André Faure (1739-1815), imprimeur et libraire, lance en 1772 la souscription publique qui permet d’acquérir la bibliothèque de Monseigneur de Caulet. Avec d’autres personnalités comme le docteur Gagnon, grand-père de Stendhal, il fait partie des élites locales sensibles au mouvement des Lumières, à l’accès aux connaissances et à l'instruction. La conservation à Grenoble de l’intégralité de la collection de Jean de Caulet et la fondation de la première bibliothèque publique de la ville ont été possibles grâce à l’initiative d’un groupe de notables éclairés et à la mobilisation des habitants.
Amédée Ducoin (1777-1851) succède à Jacques-Joseph Champollion à la direction de la bibliothèque entre 1816 et 1848. Il dresse le catalogue des livres qui y sont conservés. Après la mort de Stendhal, il sollicite Louis Crozet, légataire testamentaire, pour compléter la collection des œuvres d’un auteur considéré à l’époque comme un écrivain local. Crozet donne en 1845 à la bibliothèque La Chartreuse de Parme (deuxième édition, 1839) et les Promenades dans Rome (1829), l’année suivante La Chartreuse de Parme et Le Rouge et le Noir, dans l’édition Hetzel.

⁂

→ EXERCICE
D'après l'extrait sur l'histoire de la bibliothèque de Grenoble, en quelle année André Faure lance-t-il la souscription publique destinée à acquérir la bibliothèque de Monseigneur de Caulet ?

→ Données collectées

⁂

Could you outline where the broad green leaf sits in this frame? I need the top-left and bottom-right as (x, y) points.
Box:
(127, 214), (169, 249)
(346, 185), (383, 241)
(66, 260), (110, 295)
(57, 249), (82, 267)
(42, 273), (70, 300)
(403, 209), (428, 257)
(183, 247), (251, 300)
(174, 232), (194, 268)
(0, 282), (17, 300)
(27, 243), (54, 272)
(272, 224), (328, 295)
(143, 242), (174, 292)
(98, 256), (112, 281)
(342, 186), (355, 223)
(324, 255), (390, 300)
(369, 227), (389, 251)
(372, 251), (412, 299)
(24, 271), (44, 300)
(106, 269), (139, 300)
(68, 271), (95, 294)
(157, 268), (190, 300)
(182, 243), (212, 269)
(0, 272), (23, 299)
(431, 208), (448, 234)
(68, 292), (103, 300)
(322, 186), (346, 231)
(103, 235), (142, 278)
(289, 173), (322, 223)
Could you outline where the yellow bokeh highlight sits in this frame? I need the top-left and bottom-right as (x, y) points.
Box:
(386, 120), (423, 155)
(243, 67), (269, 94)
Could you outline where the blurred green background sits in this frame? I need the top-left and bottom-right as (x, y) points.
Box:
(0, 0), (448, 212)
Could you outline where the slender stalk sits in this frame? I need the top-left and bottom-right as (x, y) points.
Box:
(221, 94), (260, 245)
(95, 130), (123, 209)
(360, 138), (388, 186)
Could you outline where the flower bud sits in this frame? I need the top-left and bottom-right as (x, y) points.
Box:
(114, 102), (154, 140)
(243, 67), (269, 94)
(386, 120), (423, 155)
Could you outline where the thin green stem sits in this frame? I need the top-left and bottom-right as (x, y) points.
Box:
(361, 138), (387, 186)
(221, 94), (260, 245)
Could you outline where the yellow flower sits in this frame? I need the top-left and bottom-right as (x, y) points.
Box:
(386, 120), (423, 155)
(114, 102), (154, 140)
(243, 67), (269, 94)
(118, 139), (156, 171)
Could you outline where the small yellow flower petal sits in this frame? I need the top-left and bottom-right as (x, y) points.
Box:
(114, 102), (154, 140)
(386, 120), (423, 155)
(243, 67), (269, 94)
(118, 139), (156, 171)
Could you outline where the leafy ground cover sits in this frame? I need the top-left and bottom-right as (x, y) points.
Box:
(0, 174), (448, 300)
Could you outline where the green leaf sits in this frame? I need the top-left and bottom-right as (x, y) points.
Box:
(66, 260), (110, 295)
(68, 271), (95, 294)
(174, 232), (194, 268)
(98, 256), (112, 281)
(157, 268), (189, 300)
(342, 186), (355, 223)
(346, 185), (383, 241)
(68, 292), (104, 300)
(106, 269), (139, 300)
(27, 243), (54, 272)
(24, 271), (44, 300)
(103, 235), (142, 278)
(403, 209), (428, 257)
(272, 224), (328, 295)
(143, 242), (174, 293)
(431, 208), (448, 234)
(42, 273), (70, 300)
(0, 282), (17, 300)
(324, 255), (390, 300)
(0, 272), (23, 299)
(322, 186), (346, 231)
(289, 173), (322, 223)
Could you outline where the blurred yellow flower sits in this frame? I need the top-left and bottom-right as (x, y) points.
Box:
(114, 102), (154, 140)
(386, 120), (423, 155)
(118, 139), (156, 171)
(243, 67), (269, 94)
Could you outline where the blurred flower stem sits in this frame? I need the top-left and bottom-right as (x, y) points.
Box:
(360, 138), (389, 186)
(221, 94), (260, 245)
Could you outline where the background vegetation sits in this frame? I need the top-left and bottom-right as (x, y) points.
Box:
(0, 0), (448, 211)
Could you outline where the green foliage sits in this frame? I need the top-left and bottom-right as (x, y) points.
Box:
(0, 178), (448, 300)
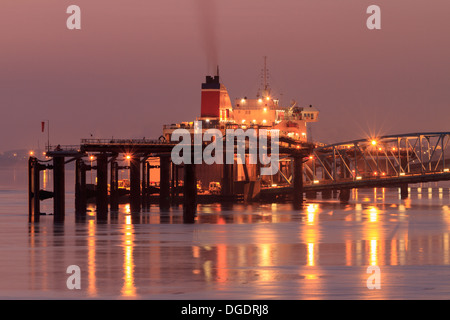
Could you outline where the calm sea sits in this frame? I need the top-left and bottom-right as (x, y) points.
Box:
(0, 167), (450, 300)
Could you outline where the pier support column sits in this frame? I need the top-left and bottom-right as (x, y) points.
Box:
(339, 189), (350, 203)
(53, 157), (65, 222)
(159, 155), (170, 211)
(141, 158), (148, 208)
(183, 164), (197, 223)
(306, 191), (317, 200)
(96, 154), (108, 220)
(400, 183), (409, 200)
(322, 189), (332, 200)
(75, 159), (87, 218)
(109, 160), (119, 211)
(130, 155), (141, 213)
(28, 157), (41, 222)
(292, 155), (303, 210)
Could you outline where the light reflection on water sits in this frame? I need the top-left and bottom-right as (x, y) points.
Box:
(0, 169), (450, 299)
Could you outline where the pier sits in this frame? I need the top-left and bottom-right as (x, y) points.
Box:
(29, 132), (450, 223)
(29, 139), (311, 223)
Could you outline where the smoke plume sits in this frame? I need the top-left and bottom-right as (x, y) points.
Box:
(194, 0), (219, 75)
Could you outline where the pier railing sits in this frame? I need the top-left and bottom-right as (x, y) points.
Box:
(81, 138), (168, 145)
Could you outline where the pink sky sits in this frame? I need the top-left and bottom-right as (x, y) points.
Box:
(0, 0), (450, 151)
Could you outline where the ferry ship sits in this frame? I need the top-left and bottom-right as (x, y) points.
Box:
(163, 61), (319, 197)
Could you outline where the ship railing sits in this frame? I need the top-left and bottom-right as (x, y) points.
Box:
(81, 137), (168, 145)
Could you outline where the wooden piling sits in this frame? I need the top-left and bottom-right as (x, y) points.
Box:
(130, 155), (141, 213)
(28, 157), (41, 222)
(292, 155), (303, 210)
(400, 183), (409, 200)
(109, 160), (119, 212)
(75, 158), (87, 218)
(53, 156), (65, 222)
(141, 158), (148, 208)
(183, 164), (197, 223)
(159, 155), (170, 211)
(339, 189), (350, 203)
(96, 154), (108, 220)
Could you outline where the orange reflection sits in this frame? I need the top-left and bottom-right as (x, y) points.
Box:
(303, 204), (319, 267)
(122, 215), (136, 297)
(88, 220), (97, 296)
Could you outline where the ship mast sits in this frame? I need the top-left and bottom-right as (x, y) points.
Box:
(262, 56), (270, 98)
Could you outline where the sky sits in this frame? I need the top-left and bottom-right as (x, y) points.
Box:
(0, 0), (450, 152)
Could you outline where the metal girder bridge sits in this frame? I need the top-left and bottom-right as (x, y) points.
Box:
(280, 132), (450, 191)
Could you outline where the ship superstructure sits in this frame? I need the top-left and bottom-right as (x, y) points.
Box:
(163, 60), (319, 142)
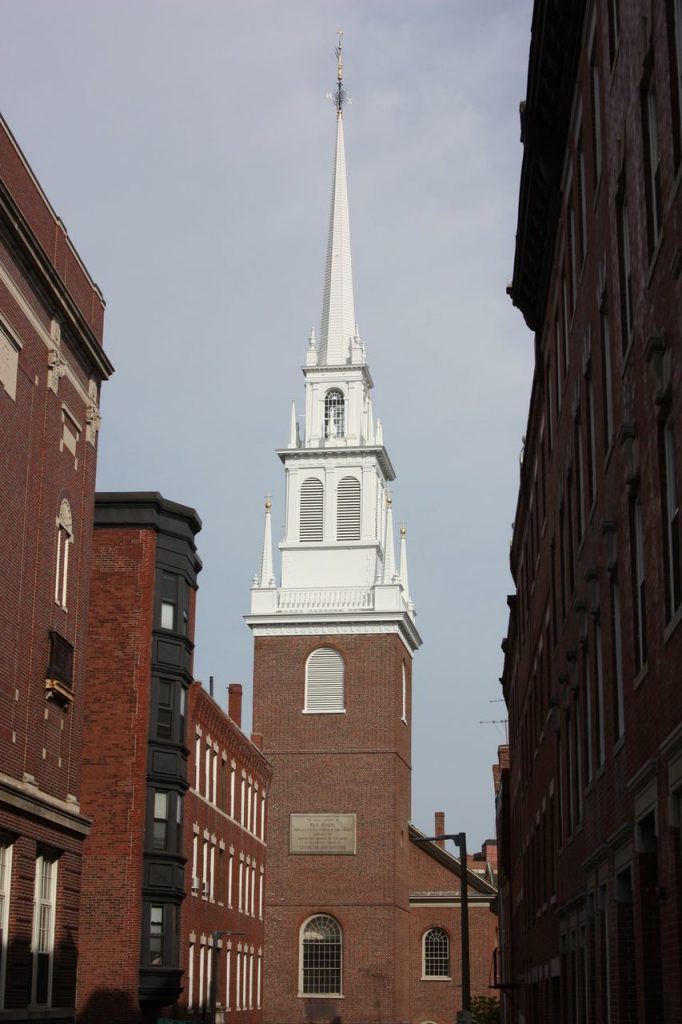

⁂

→ CORRIGÉ
En 1772.